DATASET RECORDS —
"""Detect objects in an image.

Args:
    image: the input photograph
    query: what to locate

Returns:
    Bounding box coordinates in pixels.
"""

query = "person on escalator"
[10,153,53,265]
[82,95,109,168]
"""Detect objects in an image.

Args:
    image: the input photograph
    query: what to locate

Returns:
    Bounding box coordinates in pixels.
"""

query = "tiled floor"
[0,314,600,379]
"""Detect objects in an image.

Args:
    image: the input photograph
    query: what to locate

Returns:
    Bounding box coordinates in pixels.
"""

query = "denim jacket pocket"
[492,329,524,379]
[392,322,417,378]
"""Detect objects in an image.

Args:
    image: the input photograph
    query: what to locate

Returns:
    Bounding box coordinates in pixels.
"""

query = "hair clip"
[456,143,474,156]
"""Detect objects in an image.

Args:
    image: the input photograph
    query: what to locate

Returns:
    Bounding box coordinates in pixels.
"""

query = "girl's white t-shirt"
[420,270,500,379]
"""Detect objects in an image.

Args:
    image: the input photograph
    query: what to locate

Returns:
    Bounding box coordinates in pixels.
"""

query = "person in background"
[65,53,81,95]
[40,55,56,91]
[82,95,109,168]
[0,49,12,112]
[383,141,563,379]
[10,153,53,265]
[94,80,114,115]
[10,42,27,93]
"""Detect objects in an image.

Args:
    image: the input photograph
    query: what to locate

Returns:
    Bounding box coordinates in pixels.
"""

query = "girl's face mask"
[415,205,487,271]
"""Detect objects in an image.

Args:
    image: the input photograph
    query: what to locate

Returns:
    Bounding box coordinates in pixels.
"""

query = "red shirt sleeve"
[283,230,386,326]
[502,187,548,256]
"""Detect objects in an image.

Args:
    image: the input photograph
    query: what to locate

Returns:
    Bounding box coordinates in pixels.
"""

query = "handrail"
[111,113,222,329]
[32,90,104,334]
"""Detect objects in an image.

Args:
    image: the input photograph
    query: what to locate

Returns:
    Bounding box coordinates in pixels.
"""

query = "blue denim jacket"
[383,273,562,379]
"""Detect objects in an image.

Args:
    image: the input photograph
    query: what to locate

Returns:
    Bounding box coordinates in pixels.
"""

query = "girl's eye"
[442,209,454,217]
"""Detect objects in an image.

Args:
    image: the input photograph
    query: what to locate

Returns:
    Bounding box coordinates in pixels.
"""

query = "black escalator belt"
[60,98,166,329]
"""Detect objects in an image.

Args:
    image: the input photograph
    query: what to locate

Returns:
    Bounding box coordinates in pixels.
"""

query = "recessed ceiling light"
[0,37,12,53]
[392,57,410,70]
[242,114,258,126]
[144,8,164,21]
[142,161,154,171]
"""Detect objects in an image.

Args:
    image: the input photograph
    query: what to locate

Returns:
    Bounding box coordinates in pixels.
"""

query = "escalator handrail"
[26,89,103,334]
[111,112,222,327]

WHAT THE TASK REQUIRES — Show every line in the rows above that contains the string "shirt", copied in full. Case counts.

OUTPUT OF THE TASK —
query = "girl's white t-shirt"
query = "red shirt sleeve"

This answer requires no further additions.